Render the listing lines as a Markdown table with a Row column for the row number and a Line column for the line itself, starting at the line containing "target: ribbon tail" and ending at the line containing "0L340 26L342 85L500". Skip blank lines and leave the pictures out.
___ Data section ___
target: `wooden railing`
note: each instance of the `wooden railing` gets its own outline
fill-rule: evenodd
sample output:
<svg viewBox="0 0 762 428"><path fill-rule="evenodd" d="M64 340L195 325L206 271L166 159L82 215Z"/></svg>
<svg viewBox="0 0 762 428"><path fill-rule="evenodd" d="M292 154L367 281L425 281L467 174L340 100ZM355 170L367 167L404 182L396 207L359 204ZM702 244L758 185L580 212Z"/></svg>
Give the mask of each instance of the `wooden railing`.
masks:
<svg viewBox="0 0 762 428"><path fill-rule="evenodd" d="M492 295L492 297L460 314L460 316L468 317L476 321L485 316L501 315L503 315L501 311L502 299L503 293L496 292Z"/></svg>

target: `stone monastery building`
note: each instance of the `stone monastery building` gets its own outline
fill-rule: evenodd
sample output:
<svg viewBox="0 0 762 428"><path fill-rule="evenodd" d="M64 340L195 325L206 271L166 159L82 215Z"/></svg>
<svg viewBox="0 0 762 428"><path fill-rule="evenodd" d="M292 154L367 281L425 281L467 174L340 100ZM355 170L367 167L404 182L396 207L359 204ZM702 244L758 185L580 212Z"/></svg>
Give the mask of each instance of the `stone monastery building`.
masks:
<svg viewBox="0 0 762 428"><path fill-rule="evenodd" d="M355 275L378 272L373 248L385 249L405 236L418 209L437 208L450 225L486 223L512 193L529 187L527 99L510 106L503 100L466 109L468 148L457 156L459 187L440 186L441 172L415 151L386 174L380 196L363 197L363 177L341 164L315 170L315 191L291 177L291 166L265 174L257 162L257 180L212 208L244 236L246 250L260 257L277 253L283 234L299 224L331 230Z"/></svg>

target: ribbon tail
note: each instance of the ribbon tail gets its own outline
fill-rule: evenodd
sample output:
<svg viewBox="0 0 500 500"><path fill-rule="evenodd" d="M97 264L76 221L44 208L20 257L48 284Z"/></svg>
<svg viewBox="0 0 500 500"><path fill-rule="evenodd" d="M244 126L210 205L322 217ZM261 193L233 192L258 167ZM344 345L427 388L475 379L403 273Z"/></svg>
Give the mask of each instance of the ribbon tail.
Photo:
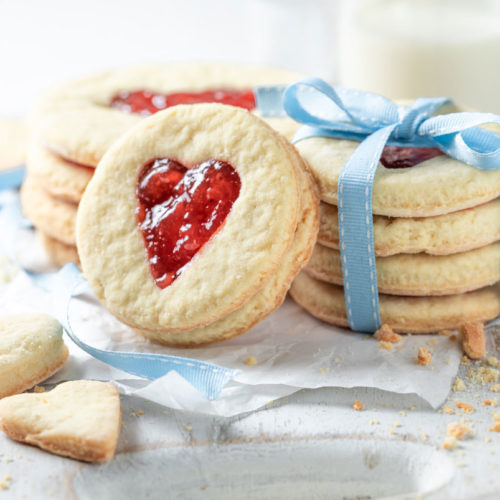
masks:
<svg viewBox="0 0 500 500"><path fill-rule="evenodd" d="M148 380L155 380L175 370L209 400L216 399L227 382L238 373L238 370L195 359L154 353L105 351L92 347L78 338L71 327L69 315L71 298L88 288L80 270L74 264L66 264L49 287L58 307L57 319L71 340L94 358L114 368Z"/></svg>
<svg viewBox="0 0 500 500"><path fill-rule="evenodd" d="M372 187L391 125L365 139L342 168L338 184L340 257L347 319L352 330L381 326L373 245Z"/></svg>

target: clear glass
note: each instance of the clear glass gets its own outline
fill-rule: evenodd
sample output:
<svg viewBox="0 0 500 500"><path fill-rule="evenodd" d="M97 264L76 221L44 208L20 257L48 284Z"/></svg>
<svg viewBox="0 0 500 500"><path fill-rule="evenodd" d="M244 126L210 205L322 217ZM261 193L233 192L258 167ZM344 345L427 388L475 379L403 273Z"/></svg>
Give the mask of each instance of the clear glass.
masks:
<svg viewBox="0 0 500 500"><path fill-rule="evenodd" d="M347 0L340 26L342 85L500 112L500 2Z"/></svg>

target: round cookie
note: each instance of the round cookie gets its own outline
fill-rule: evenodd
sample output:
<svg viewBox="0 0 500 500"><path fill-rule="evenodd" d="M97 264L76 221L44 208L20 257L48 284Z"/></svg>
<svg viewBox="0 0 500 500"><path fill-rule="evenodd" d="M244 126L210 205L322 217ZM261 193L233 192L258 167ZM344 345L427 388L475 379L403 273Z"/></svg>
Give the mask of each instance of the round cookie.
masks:
<svg viewBox="0 0 500 500"><path fill-rule="evenodd" d="M318 241L339 248L338 210L320 204ZM421 218L373 217L375 255L398 253L449 255L473 250L500 240L500 198L478 207Z"/></svg>
<svg viewBox="0 0 500 500"><path fill-rule="evenodd" d="M290 295L313 316L348 327L344 290L301 272ZM401 333L432 333L466 322L483 322L500 315L500 284L446 297L379 296L382 323Z"/></svg>
<svg viewBox="0 0 500 500"><path fill-rule="evenodd" d="M36 142L28 148L26 168L30 178L45 191L71 203L80 202L94 174L93 167L64 160Z"/></svg>
<svg viewBox="0 0 500 500"><path fill-rule="evenodd" d="M178 347L220 342L250 330L281 305L293 278L311 256L319 226L319 199L312 176L306 172L298 153L291 153L301 185L300 215L295 237L276 275L239 309L207 326L177 333L138 330L139 333L162 344Z"/></svg>
<svg viewBox="0 0 500 500"><path fill-rule="evenodd" d="M54 198L35 180L26 177L21 188L24 215L33 225L66 245L75 246L78 206Z"/></svg>
<svg viewBox="0 0 500 500"><path fill-rule="evenodd" d="M136 195L146 181L154 179L151 186L164 181L163 170L157 171L159 177L150 170L161 165L158 159L167 162L166 175L176 164L187 169L179 189L191 175L196 185L198 180L203 183L206 168L227 168L232 191L228 189L237 193L203 248L198 246L201 250L182 268L168 268L163 275L180 240L165 258L148 258L145 241L159 253L164 247L156 233L147 232L156 209L148 212L141 205L138 210ZM186 186L191 190L191 184ZM203 189L208 189L206 184ZM140 195L143 203L147 196L142 191ZM172 200L165 202L167 208L177 207L178 200ZM175 106L140 122L102 159L78 210L78 253L96 296L119 319L138 329L192 330L238 309L278 271L295 235L299 206L290 150L264 122L233 106ZM180 216L187 207L181 205ZM145 218L139 227L141 214ZM161 236L164 242L173 237L167 233ZM180 245L180 252L189 256L191 239ZM160 272L155 271L157 265Z"/></svg>
<svg viewBox="0 0 500 500"><path fill-rule="evenodd" d="M35 107L31 124L41 142L53 151L84 165L97 165L111 144L142 119L140 114L110 107L120 92L147 90L169 95L251 90L255 85L287 84L299 77L274 68L216 63L124 68L48 92ZM163 97L159 102L160 107L164 105ZM270 119L269 123L288 137L297 128L288 118Z"/></svg>
<svg viewBox="0 0 500 500"><path fill-rule="evenodd" d="M0 118L0 171L24 165L26 143L23 120Z"/></svg>
<svg viewBox="0 0 500 500"><path fill-rule="evenodd" d="M49 378L68 358L62 326L46 314L0 316L0 398Z"/></svg>
<svg viewBox="0 0 500 500"><path fill-rule="evenodd" d="M441 112L456 111L460 109L441 108ZM325 137L296 144L311 167L323 201L337 204L340 171L358 145L357 141ZM429 217L475 207L499 196L500 169L482 171L440 155L409 168L386 168L380 163L373 182L372 210L390 217Z"/></svg>
<svg viewBox="0 0 500 500"><path fill-rule="evenodd" d="M67 245L56 238L52 238L52 236L43 231L37 231L37 235L54 264L64 266L68 262L74 262L78 267L81 267L76 246Z"/></svg>
<svg viewBox="0 0 500 500"><path fill-rule="evenodd" d="M317 244L306 271L313 277L342 284L340 252ZM451 295L500 281L500 242L453 255L397 254L377 257L380 293Z"/></svg>

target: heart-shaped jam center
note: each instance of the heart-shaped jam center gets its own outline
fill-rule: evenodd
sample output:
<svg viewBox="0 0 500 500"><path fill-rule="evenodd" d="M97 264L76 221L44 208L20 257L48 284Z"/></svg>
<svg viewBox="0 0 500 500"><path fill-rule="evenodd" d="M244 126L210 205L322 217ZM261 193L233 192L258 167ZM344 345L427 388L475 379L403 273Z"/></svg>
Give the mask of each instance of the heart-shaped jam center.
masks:
<svg viewBox="0 0 500 500"><path fill-rule="evenodd" d="M159 158L142 167L137 222L159 288L170 285L217 232L240 188L238 172L225 161L208 160L188 169Z"/></svg>
<svg viewBox="0 0 500 500"><path fill-rule="evenodd" d="M160 94L144 89L122 91L111 99L110 106L120 111L147 116L177 104L197 104L200 102L218 102L248 110L255 108L255 96L251 90L231 89L171 94Z"/></svg>
<svg viewBox="0 0 500 500"><path fill-rule="evenodd" d="M380 163L385 168L409 168L441 155L444 153L437 148L386 146L382 152Z"/></svg>

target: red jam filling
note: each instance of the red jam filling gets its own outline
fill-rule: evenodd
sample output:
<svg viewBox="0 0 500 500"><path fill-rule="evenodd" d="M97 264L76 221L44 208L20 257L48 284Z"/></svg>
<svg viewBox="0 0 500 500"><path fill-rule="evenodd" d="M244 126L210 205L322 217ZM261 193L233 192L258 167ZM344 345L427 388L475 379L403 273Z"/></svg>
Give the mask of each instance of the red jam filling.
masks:
<svg viewBox="0 0 500 500"><path fill-rule="evenodd" d="M200 102L218 102L248 110L255 108L255 96L251 90L228 89L173 94L158 94L150 90L122 91L111 99L110 106L120 111L147 116L177 104Z"/></svg>
<svg viewBox="0 0 500 500"><path fill-rule="evenodd" d="M382 152L380 163L385 168L409 168L441 155L444 153L437 148L386 146Z"/></svg>
<svg viewBox="0 0 500 500"><path fill-rule="evenodd" d="M137 222L159 288L169 286L222 226L240 187L240 176L225 161L208 160L187 169L159 158L142 167Z"/></svg>

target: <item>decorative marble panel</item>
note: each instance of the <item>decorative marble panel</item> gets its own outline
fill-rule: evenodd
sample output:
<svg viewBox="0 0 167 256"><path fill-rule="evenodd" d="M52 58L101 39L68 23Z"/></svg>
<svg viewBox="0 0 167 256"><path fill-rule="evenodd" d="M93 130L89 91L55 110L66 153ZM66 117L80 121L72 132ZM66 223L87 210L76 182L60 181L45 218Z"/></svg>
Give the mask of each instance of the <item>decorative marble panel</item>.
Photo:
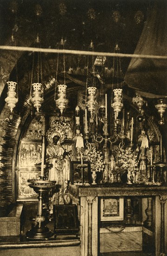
___
◆ **In response**
| Row | Line |
|---|---|
| 1 | target: ribbon tail |
| 2 | note: each instance of the ribbon tail gets its own outline |
| 3 | fill-rule: evenodd |
| 4 | sample output: |
| 5 | <svg viewBox="0 0 500 500"><path fill-rule="evenodd" d="M97 264L76 221L44 208L20 257L48 284Z"/></svg> |
| 6 | <svg viewBox="0 0 500 500"><path fill-rule="evenodd" d="M244 126L210 205L322 217ZM261 193L233 192L258 167ZM344 345L427 388L475 379L403 273Z"/></svg> |
| 7 | Give the mask of each instance of the ribbon tail. |
| 8 | Photo: |
| 9 | masks: |
| 10 | <svg viewBox="0 0 500 500"><path fill-rule="evenodd" d="M148 380L155 380L175 370L209 400L216 399L227 382L238 373L238 370L195 359L154 353L105 351L92 347L78 338L71 327L69 315L71 298L88 288L80 270L74 264L66 264L49 287L58 307L57 319L71 340L94 358L114 368Z"/></svg> |
| 11 | <svg viewBox="0 0 500 500"><path fill-rule="evenodd" d="M372 187L391 125L365 139L342 168L338 184L340 257L347 319L352 330L381 326L373 245Z"/></svg> |
| 12 | target: clear glass |
| 13 | note: each instance of the clear glass gets its own outline |
| 14 | fill-rule: evenodd |
| 15 | sample output: |
| 16 | <svg viewBox="0 0 500 500"><path fill-rule="evenodd" d="M97 264L76 221L44 208L20 257L48 284Z"/></svg> |
| 17 | <svg viewBox="0 0 500 500"><path fill-rule="evenodd" d="M244 126L210 205L322 217ZM261 193L233 192L258 167ZM344 345L427 388L475 379L403 273Z"/></svg> |
| 18 | Give the mask of each instance of the clear glass. |
| 19 | masks: |
| 20 | <svg viewBox="0 0 500 500"><path fill-rule="evenodd" d="M347 0L340 26L342 85L500 112L500 2Z"/></svg> |